Decided: July 21, 2004

Sanders, Haugen, Sears & Meeker, Newnan, Walter S. Haugen, for appellant. Peter J. Skandalakis, District Attorney, Rudjard M. Hayes, Ann M. Fitz, Assistant District Attorneys, for appellee.

A jury found Velisha Hill guilty of burglary, aggravated battery, and aggravated assault.1  On appeal, Hill challenges the sufficiency of the evidence.   She also contends that the trial court committed reversible error in failing to ask “the potential jurors the statutorily required questions under oath.”   For reasons that follow, we affirm.
--
● SHORT PROBLEM 1
In the court opinion excerpt, what crimes did the jury find Velisha Hill guilty of?
● SHORT PROBLEM 2
Reproduce the passage of the court opinion excerpt starting at "Decided: July 21, 2004" and ending at "Attorneys, for appellee.".

● PROVIDED DATA
--
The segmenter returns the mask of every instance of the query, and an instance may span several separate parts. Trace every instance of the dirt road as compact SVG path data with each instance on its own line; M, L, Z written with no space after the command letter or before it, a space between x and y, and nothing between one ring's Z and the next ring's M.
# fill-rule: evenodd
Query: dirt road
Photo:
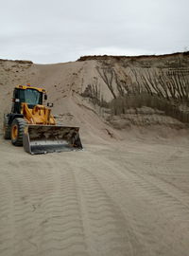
--
● EXERCISE RESULT 1
Burglary, aggravated battery, and aggravated assault.

● EXERCISE RESULT 2
Decided: July 21, 2004

Sanders, Haugen, Sears & Meeker, Newnan, Walter S. Haugen, for appellant. Peter J. Skandalakis, District Attorney, Rudjard M. Hayes, Ann M. Fitz, Assistant District Attorneys, for appellee.